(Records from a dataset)
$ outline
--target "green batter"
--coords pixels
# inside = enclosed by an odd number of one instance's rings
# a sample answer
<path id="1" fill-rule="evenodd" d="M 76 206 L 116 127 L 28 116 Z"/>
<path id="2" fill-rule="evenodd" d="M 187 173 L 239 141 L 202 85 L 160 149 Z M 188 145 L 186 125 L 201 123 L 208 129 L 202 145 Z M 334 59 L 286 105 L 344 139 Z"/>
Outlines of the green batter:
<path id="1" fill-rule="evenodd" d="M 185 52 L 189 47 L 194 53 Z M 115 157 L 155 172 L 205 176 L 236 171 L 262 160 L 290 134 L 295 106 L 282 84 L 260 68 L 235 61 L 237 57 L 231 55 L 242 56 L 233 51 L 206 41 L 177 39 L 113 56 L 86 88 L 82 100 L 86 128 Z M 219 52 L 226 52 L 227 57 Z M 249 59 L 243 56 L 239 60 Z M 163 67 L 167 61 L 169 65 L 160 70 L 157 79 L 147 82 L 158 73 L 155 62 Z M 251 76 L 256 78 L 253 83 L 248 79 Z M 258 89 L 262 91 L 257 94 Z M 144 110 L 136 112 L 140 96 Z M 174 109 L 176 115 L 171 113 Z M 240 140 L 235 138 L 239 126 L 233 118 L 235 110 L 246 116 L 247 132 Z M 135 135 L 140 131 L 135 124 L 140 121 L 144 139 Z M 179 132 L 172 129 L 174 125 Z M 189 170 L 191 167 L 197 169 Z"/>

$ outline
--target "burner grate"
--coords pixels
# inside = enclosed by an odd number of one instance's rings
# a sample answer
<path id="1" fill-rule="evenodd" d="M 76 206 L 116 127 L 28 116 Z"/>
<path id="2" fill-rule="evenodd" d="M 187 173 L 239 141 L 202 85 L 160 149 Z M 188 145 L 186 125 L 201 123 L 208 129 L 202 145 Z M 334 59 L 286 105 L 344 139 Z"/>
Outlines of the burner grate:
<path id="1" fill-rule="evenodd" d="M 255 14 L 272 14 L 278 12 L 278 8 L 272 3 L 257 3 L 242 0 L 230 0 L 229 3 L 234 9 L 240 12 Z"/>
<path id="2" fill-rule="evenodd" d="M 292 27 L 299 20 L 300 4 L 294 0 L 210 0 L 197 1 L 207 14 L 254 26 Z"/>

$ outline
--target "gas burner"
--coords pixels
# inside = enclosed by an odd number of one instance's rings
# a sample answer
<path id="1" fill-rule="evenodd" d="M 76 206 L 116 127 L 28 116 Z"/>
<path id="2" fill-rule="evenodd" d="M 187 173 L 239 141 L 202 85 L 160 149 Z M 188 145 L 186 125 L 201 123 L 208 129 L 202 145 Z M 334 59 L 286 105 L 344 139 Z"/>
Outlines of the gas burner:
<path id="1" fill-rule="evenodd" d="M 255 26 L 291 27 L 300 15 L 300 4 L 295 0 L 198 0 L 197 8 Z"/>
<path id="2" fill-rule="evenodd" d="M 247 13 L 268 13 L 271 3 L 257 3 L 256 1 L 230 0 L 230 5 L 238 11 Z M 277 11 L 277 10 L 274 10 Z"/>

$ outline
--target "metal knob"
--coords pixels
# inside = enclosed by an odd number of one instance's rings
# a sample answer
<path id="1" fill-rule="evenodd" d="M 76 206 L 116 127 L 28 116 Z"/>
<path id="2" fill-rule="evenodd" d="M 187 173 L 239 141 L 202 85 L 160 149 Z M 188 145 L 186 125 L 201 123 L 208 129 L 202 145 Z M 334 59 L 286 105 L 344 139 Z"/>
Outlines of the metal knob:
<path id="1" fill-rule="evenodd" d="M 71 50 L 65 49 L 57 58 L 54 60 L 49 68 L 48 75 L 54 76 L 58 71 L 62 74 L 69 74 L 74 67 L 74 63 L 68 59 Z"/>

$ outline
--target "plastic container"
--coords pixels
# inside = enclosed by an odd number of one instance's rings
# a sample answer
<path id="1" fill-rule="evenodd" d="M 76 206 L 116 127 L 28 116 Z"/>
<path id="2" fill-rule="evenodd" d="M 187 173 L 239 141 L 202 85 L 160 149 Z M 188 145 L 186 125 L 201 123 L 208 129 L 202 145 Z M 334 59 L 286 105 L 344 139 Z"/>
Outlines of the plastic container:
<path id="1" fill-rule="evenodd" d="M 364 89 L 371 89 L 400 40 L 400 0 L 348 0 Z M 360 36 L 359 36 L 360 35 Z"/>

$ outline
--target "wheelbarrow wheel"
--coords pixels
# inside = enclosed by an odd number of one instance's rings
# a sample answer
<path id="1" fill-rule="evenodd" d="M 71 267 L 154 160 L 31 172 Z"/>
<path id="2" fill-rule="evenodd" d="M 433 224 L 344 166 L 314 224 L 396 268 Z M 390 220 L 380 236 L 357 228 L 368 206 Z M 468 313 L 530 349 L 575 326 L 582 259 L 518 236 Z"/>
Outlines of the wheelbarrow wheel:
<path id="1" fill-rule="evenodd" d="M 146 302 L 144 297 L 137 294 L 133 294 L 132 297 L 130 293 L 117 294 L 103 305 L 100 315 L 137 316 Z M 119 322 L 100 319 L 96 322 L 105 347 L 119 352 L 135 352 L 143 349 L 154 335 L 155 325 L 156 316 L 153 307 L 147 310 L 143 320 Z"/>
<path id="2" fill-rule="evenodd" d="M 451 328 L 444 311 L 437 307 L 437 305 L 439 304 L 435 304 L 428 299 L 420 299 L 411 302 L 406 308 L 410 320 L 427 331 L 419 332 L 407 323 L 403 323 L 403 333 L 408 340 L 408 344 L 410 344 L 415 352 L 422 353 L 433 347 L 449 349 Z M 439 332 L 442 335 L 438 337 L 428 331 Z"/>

# Work request
Would you retype all of the lines shown above, exactly as given?

# Exercise solution
$ outline
--target "green batter"
--coords pixels
# inside = enclosed by an odd number of one instance's rings
# a sample answer
<path id="1" fill-rule="evenodd" d="M 76 206 L 116 127 L 28 116 Z"/>
<path id="2" fill-rule="evenodd" d="M 187 173 L 239 141 L 202 85 L 160 149 Z M 188 145 L 186 125 L 201 123 L 208 129 L 202 145 Z M 334 59 L 286 105 L 344 139 Z"/>
Outlines of the green batter:
<path id="1" fill-rule="evenodd" d="M 185 52 L 189 47 L 194 53 Z M 115 157 L 155 172 L 205 176 L 236 171 L 262 160 L 290 134 L 295 106 L 282 84 L 260 68 L 235 61 L 237 57 L 231 55 L 242 56 L 233 51 L 206 41 L 177 39 L 113 56 L 86 88 L 82 100 L 86 128 Z M 219 52 L 226 52 L 227 57 Z M 249 59 L 243 56 L 239 60 Z M 163 67 L 167 61 L 169 65 L 160 70 L 157 79 L 147 82 L 158 73 L 155 62 Z M 251 76 L 256 78 L 253 83 L 248 79 Z M 258 89 L 262 91 L 257 94 Z M 144 110 L 136 112 L 140 96 Z M 174 109 L 176 115 L 171 113 Z M 240 140 L 235 138 L 239 126 L 233 118 L 235 110 L 246 116 L 247 132 Z M 135 135 L 140 131 L 135 124 L 140 121 L 144 139 Z M 179 132 L 172 129 L 174 125 Z M 189 170 L 191 167 L 197 169 Z"/>

$ outline
--target "burner grate"
--coords pixels
# inside = enclosed by an odd number of one instance's rings
# a sample answer
<path id="1" fill-rule="evenodd" d="M 76 206 L 116 127 L 28 116 Z"/>
<path id="2" fill-rule="evenodd" d="M 187 173 L 239 141 L 202 85 L 160 149 Z M 188 145 L 186 125 L 201 123 L 208 129 L 202 145 Z M 334 59 L 286 105 L 344 139 Z"/>
Outlines of the burner grate:
<path id="1" fill-rule="evenodd" d="M 255 14 L 272 14 L 278 12 L 278 8 L 272 3 L 257 3 L 242 0 L 230 0 L 229 3 L 234 9 L 240 12 Z"/>
<path id="2" fill-rule="evenodd" d="M 292 27 L 299 20 L 300 4 L 294 0 L 210 0 L 197 1 L 207 14 L 254 26 Z"/>

$ outline
--target "gas burner"
--coords pixels
# inside = enclosed by an odd number of one instance's rings
# a sample answer
<path id="1" fill-rule="evenodd" d="M 76 206 L 116 127 L 28 116 Z"/>
<path id="2" fill-rule="evenodd" d="M 187 173 L 239 141 L 202 85 L 160 149 Z M 188 145 L 186 125 L 201 123 L 208 129 L 202 145 Z M 334 59 L 286 105 L 344 139 Z"/>
Outlines of the gas burner:
<path id="1" fill-rule="evenodd" d="M 255 26 L 291 27 L 300 15 L 300 4 L 295 0 L 198 0 L 197 8 Z"/>
<path id="2" fill-rule="evenodd" d="M 247 13 L 268 13 L 271 3 L 257 3 L 256 1 L 230 0 L 230 5 L 238 11 Z M 277 11 L 277 10 L 274 10 Z"/>

$ outline
--target "metal knob"
--coords pixels
# inside = enclosed by an odd number of one instance's rings
# a sample answer
<path id="1" fill-rule="evenodd" d="M 76 206 L 116 127 L 28 116 Z"/>
<path id="2" fill-rule="evenodd" d="M 187 173 L 239 141 L 202 85 L 160 149 Z M 188 145 L 186 125 L 201 123 L 208 129 L 202 145 Z M 334 59 L 286 105 L 344 139 Z"/>
Outlines of the metal knob:
<path id="1" fill-rule="evenodd" d="M 71 50 L 65 49 L 57 58 L 54 60 L 49 68 L 48 75 L 54 76 L 58 71 L 62 74 L 69 74 L 74 67 L 74 63 L 68 59 Z"/>

$ outline
--target "plastic container"
--coords pixels
# inside = enclosed by an odd number of one instance's rings
# a sample answer
<path id="1" fill-rule="evenodd" d="M 76 206 L 116 127 L 28 116 Z"/>
<path id="2" fill-rule="evenodd" d="M 187 173 L 239 141 L 202 85 L 160 149 Z M 188 145 L 186 125 L 201 123 L 208 129 L 202 145 Z M 334 59 L 286 105 L 344 139 Z"/>
Outlines of the plastic container:
<path id="1" fill-rule="evenodd" d="M 364 89 L 371 89 L 400 40 L 400 0 L 348 0 Z M 360 36 L 359 36 L 360 35 Z"/>

$ outline
--target "wheelbarrow wheel"
--coords pixels
# inside = enclosed by an odd number of one instance's rings
# a sample answer
<path id="1" fill-rule="evenodd" d="M 71 267 L 154 160 L 31 172 Z"/>
<path id="2" fill-rule="evenodd" d="M 433 224 L 344 166 L 314 224 L 396 268 Z M 390 220 L 380 236 L 357 228 L 368 206 Z M 468 313 L 530 349 L 575 326 L 582 259 L 518 236 Z"/>
Outlines of the wheelbarrow wheel:
<path id="1" fill-rule="evenodd" d="M 146 302 L 144 297 L 137 294 L 133 294 L 132 297 L 130 293 L 117 294 L 103 305 L 100 315 L 137 316 Z M 119 322 L 100 319 L 96 322 L 105 347 L 119 352 L 135 352 L 143 349 L 154 335 L 155 325 L 156 316 L 153 307 L 147 310 L 143 320 Z"/>
<path id="2" fill-rule="evenodd" d="M 451 328 L 444 311 L 437 307 L 437 305 L 439 304 L 435 304 L 428 299 L 420 299 L 411 302 L 406 308 L 410 320 L 427 331 L 419 332 L 407 323 L 403 323 L 403 333 L 408 340 L 408 344 L 410 344 L 415 352 L 422 353 L 433 347 L 449 349 Z M 439 332 L 442 335 L 438 337 L 428 331 Z"/>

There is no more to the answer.